Source text START
On Wednesday, New York Gov. Andrew Cuomo also dismissed the idea that Trump has the legal authority to require schools, which are controlled at the state and local level, and not the federal level, to reopen.
“This has been there, done that. School reopenings are state decisions. Period,” Cuomo said at a press conference. “That is the law. That is the way we’re going to proceed. It’s not up to the president of the United States.”
But while Trump lacks the authority to force schools to reopen, when it comes to providing additional money for schools, that authority rests firmly with Congress.
The nation’s second largest teachers union announced the launch Wednesday of a $1 million ad campaign aimed at lobbying Congress to approve additional funds to help schools prepare for the demands of reopening in the midst of a pandemic that shows no sign of abating.
“We can’t reopen the economy without reopening schools, and we can’t reopen schools without the resources to do so safely,” said Randi Weingarten, president of the American Federation of Teachers, which sponsored the ad campaign.
Source text END
Given entries START
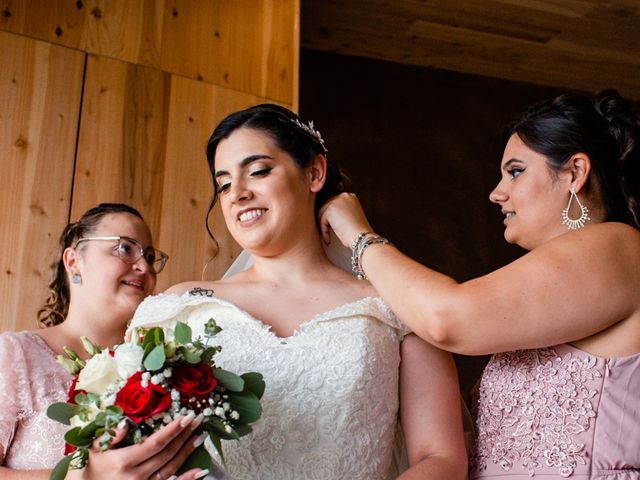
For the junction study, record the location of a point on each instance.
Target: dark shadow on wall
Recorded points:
(423, 149)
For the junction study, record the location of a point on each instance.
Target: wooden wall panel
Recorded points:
(196, 108)
(40, 90)
(246, 45)
(123, 115)
(122, 136)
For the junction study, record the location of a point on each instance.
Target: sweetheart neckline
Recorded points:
(318, 317)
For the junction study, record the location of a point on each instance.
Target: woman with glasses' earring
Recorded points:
(105, 267)
(563, 402)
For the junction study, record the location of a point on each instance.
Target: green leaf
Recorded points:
(254, 383)
(59, 472)
(183, 333)
(247, 405)
(215, 426)
(62, 412)
(73, 437)
(158, 335)
(189, 356)
(208, 354)
(199, 458)
(89, 430)
(155, 359)
(153, 338)
(243, 430)
(229, 380)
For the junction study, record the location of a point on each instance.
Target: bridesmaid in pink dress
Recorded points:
(106, 267)
(561, 400)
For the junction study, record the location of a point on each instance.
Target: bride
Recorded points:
(346, 382)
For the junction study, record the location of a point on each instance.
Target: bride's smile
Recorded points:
(266, 198)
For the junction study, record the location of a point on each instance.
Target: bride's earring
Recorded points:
(584, 213)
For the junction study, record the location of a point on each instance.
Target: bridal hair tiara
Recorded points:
(308, 128)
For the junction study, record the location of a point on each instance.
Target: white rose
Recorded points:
(91, 410)
(128, 359)
(98, 374)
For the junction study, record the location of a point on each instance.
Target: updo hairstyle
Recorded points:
(285, 128)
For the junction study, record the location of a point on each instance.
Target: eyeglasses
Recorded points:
(130, 251)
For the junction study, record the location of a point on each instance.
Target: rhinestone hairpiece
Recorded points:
(311, 131)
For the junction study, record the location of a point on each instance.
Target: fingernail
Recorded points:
(200, 440)
(197, 421)
(187, 420)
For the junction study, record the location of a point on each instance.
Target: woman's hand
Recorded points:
(344, 214)
(157, 457)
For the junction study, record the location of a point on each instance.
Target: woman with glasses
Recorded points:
(105, 267)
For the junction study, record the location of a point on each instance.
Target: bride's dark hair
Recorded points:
(606, 128)
(288, 132)
(56, 307)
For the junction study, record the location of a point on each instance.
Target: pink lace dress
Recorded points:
(558, 412)
(30, 380)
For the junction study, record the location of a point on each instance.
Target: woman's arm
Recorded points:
(570, 288)
(430, 412)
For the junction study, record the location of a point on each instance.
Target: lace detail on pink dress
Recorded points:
(331, 398)
(30, 380)
(533, 406)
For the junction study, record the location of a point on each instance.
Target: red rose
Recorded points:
(139, 402)
(194, 382)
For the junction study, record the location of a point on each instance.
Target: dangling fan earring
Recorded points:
(578, 222)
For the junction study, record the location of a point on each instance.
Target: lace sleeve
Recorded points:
(12, 378)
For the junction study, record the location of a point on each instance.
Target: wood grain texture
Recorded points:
(246, 45)
(574, 44)
(122, 138)
(40, 90)
(123, 115)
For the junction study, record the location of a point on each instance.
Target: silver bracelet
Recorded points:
(360, 244)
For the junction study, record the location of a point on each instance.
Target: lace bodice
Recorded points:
(558, 412)
(30, 380)
(331, 399)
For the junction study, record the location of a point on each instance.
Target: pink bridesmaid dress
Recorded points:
(30, 380)
(558, 413)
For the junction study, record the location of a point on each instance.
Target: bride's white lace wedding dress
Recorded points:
(331, 398)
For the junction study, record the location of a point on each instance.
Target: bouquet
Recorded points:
(148, 381)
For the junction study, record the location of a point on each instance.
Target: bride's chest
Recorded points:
(335, 357)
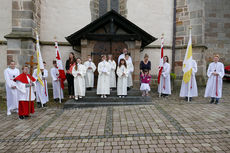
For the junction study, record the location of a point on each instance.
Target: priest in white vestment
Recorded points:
(122, 56)
(130, 68)
(26, 88)
(123, 74)
(41, 91)
(113, 66)
(215, 75)
(103, 83)
(165, 84)
(11, 92)
(79, 72)
(57, 90)
(192, 85)
(90, 69)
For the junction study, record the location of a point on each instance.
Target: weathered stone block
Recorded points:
(21, 29)
(28, 5)
(13, 51)
(13, 44)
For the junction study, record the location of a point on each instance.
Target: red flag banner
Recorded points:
(161, 60)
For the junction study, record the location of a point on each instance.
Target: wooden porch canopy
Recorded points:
(114, 28)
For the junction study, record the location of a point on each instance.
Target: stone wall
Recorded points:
(210, 22)
(217, 29)
(25, 20)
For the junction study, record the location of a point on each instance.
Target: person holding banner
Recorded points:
(165, 83)
(89, 77)
(41, 91)
(57, 90)
(193, 85)
(123, 74)
(215, 75)
(103, 82)
(79, 72)
(11, 88)
(26, 88)
(113, 66)
(70, 63)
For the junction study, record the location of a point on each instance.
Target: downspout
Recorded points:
(174, 36)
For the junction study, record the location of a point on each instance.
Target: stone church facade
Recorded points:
(209, 19)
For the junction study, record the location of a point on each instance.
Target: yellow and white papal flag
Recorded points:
(187, 63)
(39, 61)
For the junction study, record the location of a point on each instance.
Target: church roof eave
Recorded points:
(135, 32)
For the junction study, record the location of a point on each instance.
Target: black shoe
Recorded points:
(212, 101)
(39, 104)
(21, 117)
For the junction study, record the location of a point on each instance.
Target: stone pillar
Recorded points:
(21, 41)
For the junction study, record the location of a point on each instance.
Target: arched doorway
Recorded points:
(106, 47)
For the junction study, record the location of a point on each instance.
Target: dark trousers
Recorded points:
(70, 80)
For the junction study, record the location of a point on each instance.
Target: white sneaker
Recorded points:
(8, 113)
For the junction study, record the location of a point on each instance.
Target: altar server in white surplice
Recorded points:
(79, 72)
(165, 84)
(130, 68)
(11, 92)
(215, 75)
(90, 69)
(41, 91)
(122, 56)
(103, 83)
(113, 66)
(193, 86)
(123, 74)
(57, 90)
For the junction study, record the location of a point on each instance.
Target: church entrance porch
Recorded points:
(110, 34)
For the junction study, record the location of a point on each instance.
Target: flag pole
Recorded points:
(55, 39)
(189, 83)
(162, 37)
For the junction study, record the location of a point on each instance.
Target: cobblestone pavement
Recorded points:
(168, 125)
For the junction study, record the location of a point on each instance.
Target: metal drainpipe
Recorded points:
(174, 36)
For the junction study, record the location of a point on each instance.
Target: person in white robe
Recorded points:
(25, 88)
(11, 92)
(113, 66)
(89, 77)
(103, 82)
(79, 72)
(130, 68)
(164, 88)
(122, 56)
(215, 75)
(41, 91)
(123, 74)
(57, 90)
(193, 86)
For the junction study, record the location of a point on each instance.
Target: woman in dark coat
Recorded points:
(70, 79)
Given entries END
Tasks to complete –
A. Answer these questions using the school reopening article:
(i) At what kind of event did Cuomo say that school reopenings are state decisions?
(ii) How much money is the teachers union spending on its ad campaign?
(iii) Who is the president of the American Federation of Teachers?
B. Translate this sentence from the school reopening article into Spanish: "But while Trump lacks the authority to force schools to reopen, when it comes to providing additional money for schools, that authority rests firmly with Congress."

Solutions to each task –
A.
(i) A press conference
(ii) $1 million
(iii) Randi Weingarten

B. Pero aunque Trump carece de la autoridad para obligar a las escuelas a reabrir, cuando se trata de proporcionar dinero adicional para las escuelas, esa autoridad recae firmemente en el Congreso.